Point localization data:

--- START ---

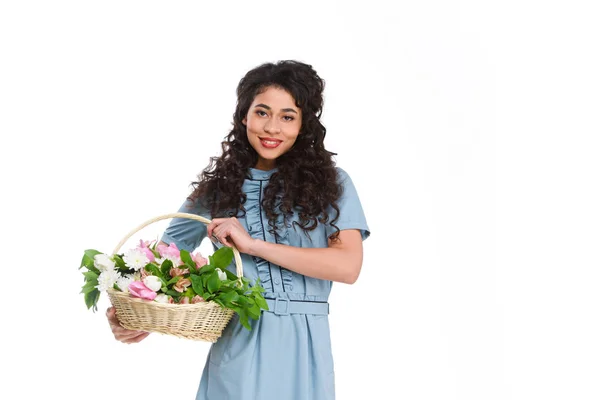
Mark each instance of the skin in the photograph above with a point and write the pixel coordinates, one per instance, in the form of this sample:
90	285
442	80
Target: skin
273	115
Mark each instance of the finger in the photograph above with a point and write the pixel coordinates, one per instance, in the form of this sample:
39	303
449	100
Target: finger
125	334
138	338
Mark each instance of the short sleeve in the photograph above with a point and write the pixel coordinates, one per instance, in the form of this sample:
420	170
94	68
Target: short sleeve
351	215
187	233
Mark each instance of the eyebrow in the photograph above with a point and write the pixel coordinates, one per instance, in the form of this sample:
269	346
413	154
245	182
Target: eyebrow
269	108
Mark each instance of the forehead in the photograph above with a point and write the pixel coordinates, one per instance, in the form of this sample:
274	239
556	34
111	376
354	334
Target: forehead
275	98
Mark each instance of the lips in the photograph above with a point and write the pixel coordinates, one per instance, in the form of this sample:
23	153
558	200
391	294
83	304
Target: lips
270	143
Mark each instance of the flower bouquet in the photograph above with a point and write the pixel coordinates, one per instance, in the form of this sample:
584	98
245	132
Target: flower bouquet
159	288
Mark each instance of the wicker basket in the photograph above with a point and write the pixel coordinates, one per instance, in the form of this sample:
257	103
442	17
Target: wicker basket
201	321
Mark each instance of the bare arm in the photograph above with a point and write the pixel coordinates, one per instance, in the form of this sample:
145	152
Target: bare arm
340	262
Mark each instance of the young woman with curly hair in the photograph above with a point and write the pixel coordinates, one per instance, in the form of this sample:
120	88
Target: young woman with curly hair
277	196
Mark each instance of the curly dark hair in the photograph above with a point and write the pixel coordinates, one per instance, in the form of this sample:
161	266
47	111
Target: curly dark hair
306	177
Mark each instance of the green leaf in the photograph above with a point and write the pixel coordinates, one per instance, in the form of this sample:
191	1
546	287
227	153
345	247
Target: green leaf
261	302
230	297
166	267
154	269
91	299
91	275
89	286
214	283
187	259
197	284
88	258
173	280
244	318
231	275
219	302
119	263
254	311
223	257
206	269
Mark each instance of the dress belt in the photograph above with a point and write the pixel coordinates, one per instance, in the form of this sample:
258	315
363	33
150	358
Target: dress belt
281	306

--- END ---

§ **PROBLEM REQUIREMENTS**: Without the pictures, return each entry exactly as given.

§ **ANSWER FOR THE TASK**:
Mark each instance of the skin in the photograph above with a point and write the pixel coordinates, one per instance, in the form of this sample:
90	285
442	80
Target: skin
273	115
Mark each instance of the finger in the photograph above with a point and write the pixel coordinates, one per instance, in the form of this sample:
39	303
449	100
Target: finger
125	334
138	338
Mark each instance of the short sleeve in the photograph above with a point and write the pixel coordinates, one per instance, in the form of this sample:
420	170
94	68
Target: short sleeve
351	215
187	233
Mark each instance of the eyebrow in the photograph above with a point and write the pixel coordinates, one per instance, in the form of this sample:
269	346
413	154
245	182
Target: eyebrow
269	108
Mark each instance of the forehead in the photograph above with a point and write the pixel coordinates, one per instance, in the form of this sample:
274	239
556	34
111	376
354	334
Target: forehead
275	98
Mark each instance of the lips in the photograph above with a point and write the pixel coordinates, one per instance, in the form of this sample:
23	153
558	200
391	294
83	304
Target: lips
270	143
Mark each instance of the flower bouquet in the photograph above with a point and write the pixel coordinates, one per instance, in the form of this sample:
584	98
245	132
Target: flower bouquet
159	288
Mark each instance of the wicker basket in the photograph above with a point and write the pixel coordinates, one per instance, in the form of this sample:
257	103
442	17
Target: wicker basket
201	321
Mark each instance of the bare arm in the photograph above with a point and write the pixel coordinates, one per instance, in the form of this sample:
145	152
Target: bare arm
340	262
Mark each instance of the young woman with curly hair in the photograph above with a point and write the pixel coordinates, one per instance, in the form of this sample:
120	88
Target: young woman with curly hair
277	196
Mark each instance of the curly dark hair in the photograph above with a point and write the pixel coordinates, one per instance, in the form of this sample:
161	266
47	111
Target: curly dark hair
306	177
Mark each instance of the green leaf in the photograph above with a point and write the pixel coordinates, one per instance, in the form of this sample:
191	1
546	287
227	153
345	247
Target: green leaf
261	302
230	297
166	267
154	269
91	299
91	275
89	286
214	283
187	259
197	284
88	258
173	280
244	318
231	275
219	302
119	263
254	311
223	257
206	269
Mark each instance of the dress belt in the photograph above with a point and write the pixel coordinates, one per instance, in the form of this sample:
258	315
363	33
150	358
Target: dress belt
281	306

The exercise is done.